**YOUR GOAL**. Please retype the Lightroom forum thread word for word, everything from "Note that any" down to "different beast altogether.".

**DOCUMENT SECTION**.
· · ·
Lightroom and side effects

Discussion in 'Digital Photography' started by yjchua95, Dec 8, 2011.

  1. yjchua95 macrumors 604

    Joined:
    Apr 23, 2011
    Location:
    GVA, KUL, MEL (current), ZQN
    #1
    Hello.
    I'm new to Lightroom 3 and I just need to clear up something.
    When I import my images, are they copied again and put into LR? I wouldn't really want it to occupy my hard drive, as space is limited.
    I know this question may sound dumb, but I'm new.
    Thanks in advance.
     
  2. snberk103, Dec 8, 2011
    Last edited: Dec 8, 2011

    snberk103 macrumors 603

    Joined:
    Oct 22, 2007
    Location:
    An Island in the Salish Sea
    #2
    The answer is a "depends on... " one.

    There is a way to let LR manage the images while they remain in their original locations. However, I don't believe that is the best way to work with LR. When I import my images I let LR "copy" the images into its own library. In my case I am generally copying from the camera. Once I know my LR library is backed up, I will delete the images from the camera (or where ever they came from) so that they appear only in LR and its backups.

    I let LR manage it's own library in its own default way, and I rarely change anything in that library.

    Instead I use collections (both regular and "Smart") and keywords to find anything I need to locate, instead of browsing the folders. If you are disciplined about keywording as you import then you should eventually find it easier to find images with LR than before you started using it.

    Note that any edits you make to an image in LR are 'non-destructive'.... the original file is never changed, LR merely makes a note of the edits. Set up preset exports in order to save time when you need web-quality images, or print-quality, or etc etc

    There is much more about LR on the Adobe web site, and I suggest you start there. LR only works well when you understand its underlying design philosophy. In LR you never "save" a file.... and it makes sense for LR. Photoshop is a different beast altogether.
· · ·
**DATA SEGMENT**.
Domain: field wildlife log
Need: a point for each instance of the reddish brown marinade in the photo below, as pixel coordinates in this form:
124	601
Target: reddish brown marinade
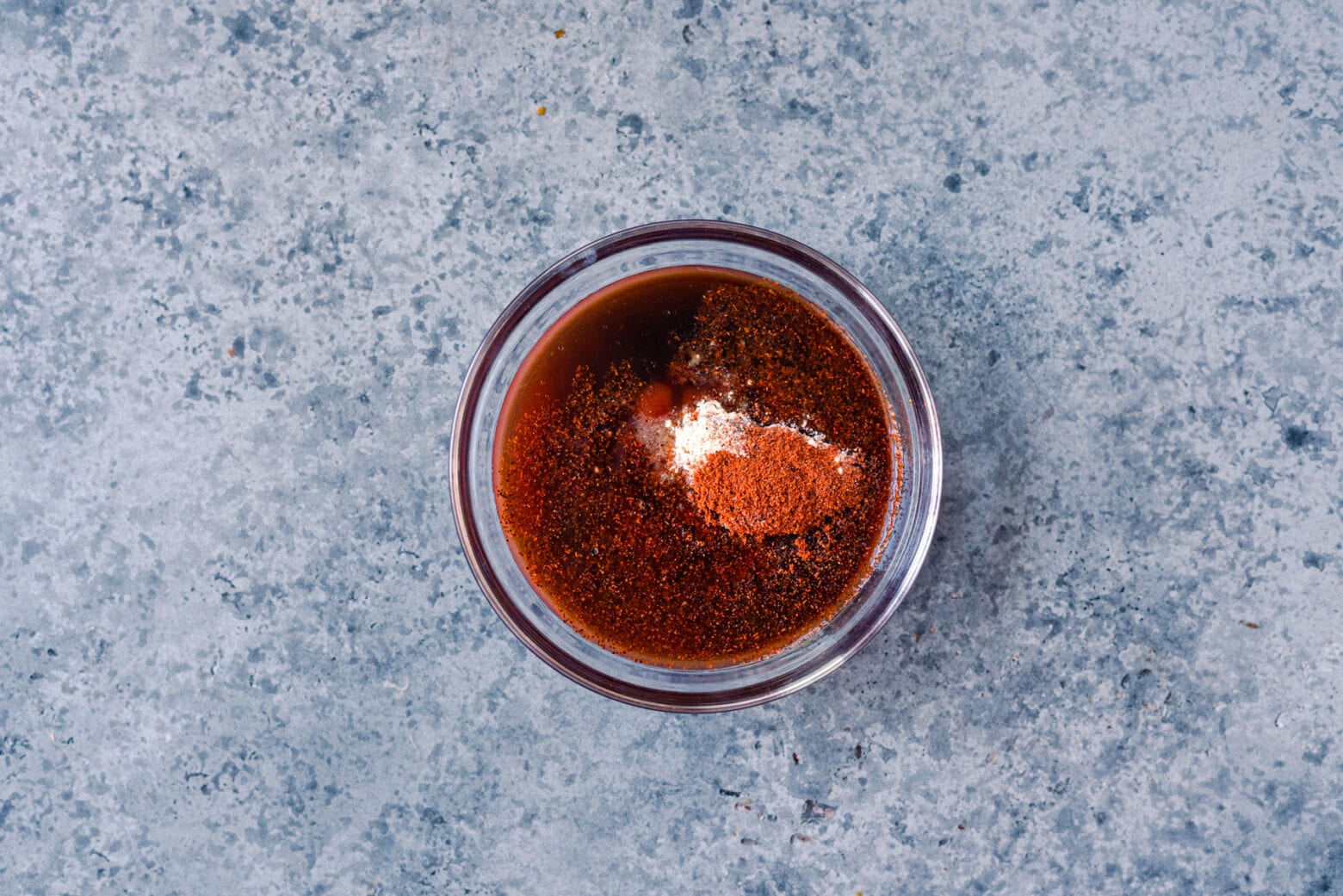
· · ·
**SOLUTION TO THIS TASK**.
Note that any edits you make to an image in LR are 'non-destructive'.... the original file is never changed, LR merely makes a note of the edits. Set up preset exports in order to save time when you need web-quality images, or print-quality, or etc etc

    There is much more about LR on the Adobe web site, and I suggest you start there. LR only works well when you understand its underlying design philosophy. In LR you never "save" a file.... and it makes sense for LR. Photoshop is a different beast altogether.